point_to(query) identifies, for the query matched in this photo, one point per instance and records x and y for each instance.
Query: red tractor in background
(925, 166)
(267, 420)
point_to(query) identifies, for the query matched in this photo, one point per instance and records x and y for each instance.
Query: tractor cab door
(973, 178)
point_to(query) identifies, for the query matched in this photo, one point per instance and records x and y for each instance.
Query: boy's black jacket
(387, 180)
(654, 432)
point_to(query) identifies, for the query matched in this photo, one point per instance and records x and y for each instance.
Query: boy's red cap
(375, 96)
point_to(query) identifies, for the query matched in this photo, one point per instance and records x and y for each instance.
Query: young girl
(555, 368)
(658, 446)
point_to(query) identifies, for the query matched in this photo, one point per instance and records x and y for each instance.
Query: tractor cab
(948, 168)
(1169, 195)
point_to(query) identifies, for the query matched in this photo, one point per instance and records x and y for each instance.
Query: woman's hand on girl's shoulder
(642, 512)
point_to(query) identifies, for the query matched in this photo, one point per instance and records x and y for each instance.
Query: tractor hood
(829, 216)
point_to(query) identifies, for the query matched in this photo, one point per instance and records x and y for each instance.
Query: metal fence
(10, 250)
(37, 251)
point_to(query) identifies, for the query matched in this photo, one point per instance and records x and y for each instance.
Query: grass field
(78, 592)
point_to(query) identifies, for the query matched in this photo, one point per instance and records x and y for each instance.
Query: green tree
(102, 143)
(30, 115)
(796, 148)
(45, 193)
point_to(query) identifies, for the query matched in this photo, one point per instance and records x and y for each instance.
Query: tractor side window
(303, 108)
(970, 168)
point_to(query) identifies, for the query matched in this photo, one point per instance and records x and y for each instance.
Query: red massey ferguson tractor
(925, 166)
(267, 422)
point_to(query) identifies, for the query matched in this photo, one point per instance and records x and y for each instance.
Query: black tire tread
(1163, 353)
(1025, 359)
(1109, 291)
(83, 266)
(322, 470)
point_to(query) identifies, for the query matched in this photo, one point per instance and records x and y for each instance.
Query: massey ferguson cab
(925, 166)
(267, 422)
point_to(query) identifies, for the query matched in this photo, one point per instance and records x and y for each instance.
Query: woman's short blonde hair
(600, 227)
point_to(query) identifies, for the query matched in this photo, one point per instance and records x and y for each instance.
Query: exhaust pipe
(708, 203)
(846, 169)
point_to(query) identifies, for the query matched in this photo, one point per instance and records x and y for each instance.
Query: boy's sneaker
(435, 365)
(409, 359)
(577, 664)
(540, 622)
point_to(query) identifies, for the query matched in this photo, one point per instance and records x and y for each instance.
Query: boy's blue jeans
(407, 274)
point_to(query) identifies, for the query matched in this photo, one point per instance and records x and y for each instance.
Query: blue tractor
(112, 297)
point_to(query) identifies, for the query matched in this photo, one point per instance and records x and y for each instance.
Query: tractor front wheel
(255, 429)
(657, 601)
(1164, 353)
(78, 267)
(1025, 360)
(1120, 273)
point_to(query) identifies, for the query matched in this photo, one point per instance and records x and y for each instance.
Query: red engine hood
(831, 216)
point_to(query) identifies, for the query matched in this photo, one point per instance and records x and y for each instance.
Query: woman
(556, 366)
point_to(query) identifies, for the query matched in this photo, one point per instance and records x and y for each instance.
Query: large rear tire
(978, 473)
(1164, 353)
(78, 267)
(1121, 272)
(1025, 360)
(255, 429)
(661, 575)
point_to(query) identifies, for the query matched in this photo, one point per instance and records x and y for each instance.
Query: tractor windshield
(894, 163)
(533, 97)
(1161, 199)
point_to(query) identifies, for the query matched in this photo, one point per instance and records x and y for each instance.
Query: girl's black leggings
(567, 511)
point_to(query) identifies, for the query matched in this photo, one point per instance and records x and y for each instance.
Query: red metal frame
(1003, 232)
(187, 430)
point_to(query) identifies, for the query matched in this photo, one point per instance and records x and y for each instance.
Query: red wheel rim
···
Exercise goal. Go through the records and set each one down again, unchanged.

Solution to this exercise.
point_to(query) identifies, for the query matched in this photo, one point per instance and records x and y for each instance.
Query: red tractor in background
(925, 166)
(267, 420)
point_to(query) identifies, for the query matched in this photo, one point per instance and records x and y for each instance.
Query: tractor cab door
(973, 178)
point_to(query) identifies, for the query matched in this photo, one point per instance and records x and y for each instance.
Query: boy's black jacket
(387, 180)
(654, 432)
point_to(query) identifies, for the query matched in this photo, one point per instance and records x and y for each instance.
Query: boy's red cap
(375, 96)
point_to(query) identifies, for the query matched in this photo, one point per instance and records x and y for each instance.
Query: young girl
(555, 368)
(658, 446)
point_to(query) identifies, for the query matched in this photo, one point per instance and records x and y for each instance.
Query: tractor cab
(948, 168)
(1169, 195)
point_to(query) identifies, for the query matched in this photo, one point per instance and records x and y for each instance.
Query: woman's hand on girl's shoulder
(642, 512)
point_to(query) identifies, for the query matched in this photo, one point per instance and records x and y for each instance.
Query: tractor hood
(829, 216)
point_to(query) identifies, for the query matched in this photo, one point per instance and records x and y for each instance.
Query: metal fence
(10, 250)
(37, 251)
point_to(query) identifies, for the query matched in this photo, one point per instance and records x and y for each instance.
Query: grass field
(78, 592)
point_to(query) identifies, for the query matched in this photo, one point per instance and records x and y for each instance.
Query: green tree
(102, 143)
(30, 115)
(796, 148)
(45, 193)
point_to(query) identifies, for the query matched in this photo, one point per instance and records x and y for each instance.
Query: tractor side window
(303, 108)
(970, 168)
point_to(query) identifies, for the query matched in this photo, one point per instance and records x and y for each instance.
Query: red massey ferguson tractor
(925, 166)
(267, 422)
point_to(query) identifies, for the query matched in this photo, one point per instance and records x and y for each instance.
Query: black tire tread
(1163, 353)
(1025, 359)
(1109, 291)
(83, 266)
(322, 470)
point_to(query) identifies, for the query matched in this photo, one point per instance and records x and y for each instance.
Query: massey ferguson cab
(925, 166)
(267, 422)
point_to(query) identifies, for the query matched in this photo, one point per instance and records x and y for each instance.
Query: woman's short blonde hair
(600, 227)
point_to(query) identifies, for the query matched in this photo, one point per instance and records x and y for each instance.
Query: exhaust pipe
(708, 203)
(846, 169)
point_to(query) identifies, for the query matched in this photo, one point per instance and records x and y for each instance.
Query: boy's sneaker
(435, 365)
(409, 359)
(577, 664)
(540, 622)
point_to(query) identifies, for the query matched in this photo, one point per instance and records x and y for each instance.
Query: boy's blue jeans
(407, 274)
point_to(query) identifies, for the query matched in this photo, one point per instance and records x and y for each instance.
Query: blue tractor
(112, 297)
point_to(query) identifies, for the query matched in this photo, one point per instance and records x and y for each instance.
Query: tractor front wheel
(255, 429)
(657, 601)
(1164, 353)
(78, 267)
(1025, 360)
(1120, 273)
point_to(query) identifies, for the query matched in this photo, one point per instance and records x and y for each instance.
Query: red engine hood
(831, 216)
point_to(query) identifies, for the query matched in this photo, one point per instance and records x and y for each instance.
Query: woman
(556, 366)
point_to(query) identifies, for the query matched in this photo, one point per instance and records x and y for each instance.
Query: large rear tire
(978, 473)
(1164, 353)
(78, 267)
(1121, 272)
(1025, 360)
(255, 429)
(661, 575)
point_to(query) identifies, for the query matched in this photo, one point per instance and records x and y for each instance.
Query: tractor windshield
(894, 163)
(533, 97)
(1161, 199)
point_to(query) identifies, for the query matched in this photo, one point per instance and records x and y for each instance.
Query: girl's black leggings
(567, 511)
point_to(query) identifies, for the query matched in this photo, one point per instance and records x and y for each instance.
Query: red metal frame
(1003, 232)
(187, 430)
point_to(query) identifies, for the query matched in this photo, one point per instance and records x and y for each instance.
Query: red wheel rim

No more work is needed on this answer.